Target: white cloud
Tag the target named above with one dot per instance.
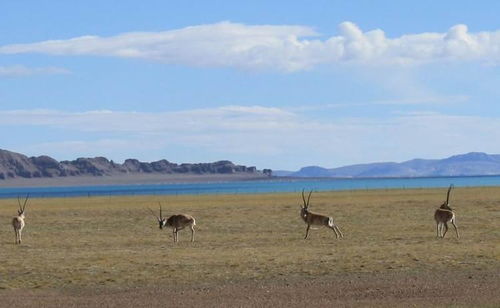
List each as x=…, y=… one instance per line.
x=281, y=47
x=277, y=138
x=20, y=71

* Request *
Rewrite the lines above with "instance" swapped for "occurrence" and nothing else changed. Leave out the picture.

* The solution *
Target: white cloud
Tag the target named above with one dot per occurrence.
List each as x=…, y=… one occurrence per line.
x=281, y=47
x=277, y=138
x=20, y=71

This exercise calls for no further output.